WHAT IS EXPECTED: Every record below, from first to last: print it exactly as shown.

DATA TO EXAMINE:
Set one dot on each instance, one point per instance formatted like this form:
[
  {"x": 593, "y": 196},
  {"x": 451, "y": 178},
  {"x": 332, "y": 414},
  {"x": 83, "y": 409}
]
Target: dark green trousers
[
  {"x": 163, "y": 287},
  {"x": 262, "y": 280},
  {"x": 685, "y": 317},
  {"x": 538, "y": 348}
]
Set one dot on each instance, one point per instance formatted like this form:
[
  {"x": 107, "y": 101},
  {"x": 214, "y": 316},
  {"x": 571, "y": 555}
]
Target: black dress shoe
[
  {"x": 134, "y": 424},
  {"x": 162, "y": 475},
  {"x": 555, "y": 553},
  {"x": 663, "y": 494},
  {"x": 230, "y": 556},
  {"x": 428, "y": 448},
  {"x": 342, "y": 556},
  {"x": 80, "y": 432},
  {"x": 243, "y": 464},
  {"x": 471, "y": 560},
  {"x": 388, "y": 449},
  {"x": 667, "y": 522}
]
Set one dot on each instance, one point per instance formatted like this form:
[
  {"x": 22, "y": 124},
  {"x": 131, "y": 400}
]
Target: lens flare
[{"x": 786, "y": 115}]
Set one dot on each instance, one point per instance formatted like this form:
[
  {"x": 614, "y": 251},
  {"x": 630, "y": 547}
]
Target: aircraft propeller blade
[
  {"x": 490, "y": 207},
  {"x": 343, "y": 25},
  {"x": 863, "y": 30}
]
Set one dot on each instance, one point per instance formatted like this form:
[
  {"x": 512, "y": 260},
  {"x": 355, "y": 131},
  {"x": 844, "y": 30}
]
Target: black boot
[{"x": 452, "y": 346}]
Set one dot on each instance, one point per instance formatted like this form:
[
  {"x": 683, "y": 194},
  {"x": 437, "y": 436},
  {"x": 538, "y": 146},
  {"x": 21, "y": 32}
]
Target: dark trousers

EXERCISE SOLUTION:
Set one dot on each instance, one point per instance formatted like this form:
[
  {"x": 593, "y": 196},
  {"x": 451, "y": 178},
  {"x": 332, "y": 414},
  {"x": 83, "y": 409}
]
Target: dark green trousers
[
  {"x": 163, "y": 287},
  {"x": 262, "y": 280},
  {"x": 685, "y": 317},
  {"x": 538, "y": 348}
]
Set one dot on each instance, one point per instance formatted like this form:
[
  {"x": 107, "y": 101},
  {"x": 214, "y": 316},
  {"x": 571, "y": 555}
]
Target: black dress shoe
[
  {"x": 134, "y": 424},
  {"x": 162, "y": 475},
  {"x": 555, "y": 553},
  {"x": 663, "y": 494},
  {"x": 230, "y": 556},
  {"x": 428, "y": 448},
  {"x": 342, "y": 556},
  {"x": 80, "y": 432},
  {"x": 243, "y": 464},
  {"x": 471, "y": 560},
  {"x": 388, "y": 449},
  {"x": 667, "y": 522}
]
Set one dot on each instance, one point per instance formatted like this form:
[
  {"x": 22, "y": 124},
  {"x": 131, "y": 400}
]
Target: lens flare
[{"x": 786, "y": 115}]
Set one dot on each instance, one point per instance formatted like this form:
[
  {"x": 614, "y": 251},
  {"x": 630, "y": 547}
]
Target: aircraft propeller blade
[
  {"x": 490, "y": 207},
  {"x": 343, "y": 25},
  {"x": 863, "y": 30}
]
Set one dot on each instance, one point per instance formatted like this form:
[
  {"x": 512, "y": 260},
  {"x": 355, "y": 131},
  {"x": 844, "y": 30}
]
Target: black boot
[{"x": 452, "y": 346}]
Set one dot on each instance, one point per instance formatted like this form:
[
  {"x": 683, "y": 194},
  {"x": 437, "y": 436},
  {"x": 538, "y": 146},
  {"x": 21, "y": 32}
]
Target: dark trousers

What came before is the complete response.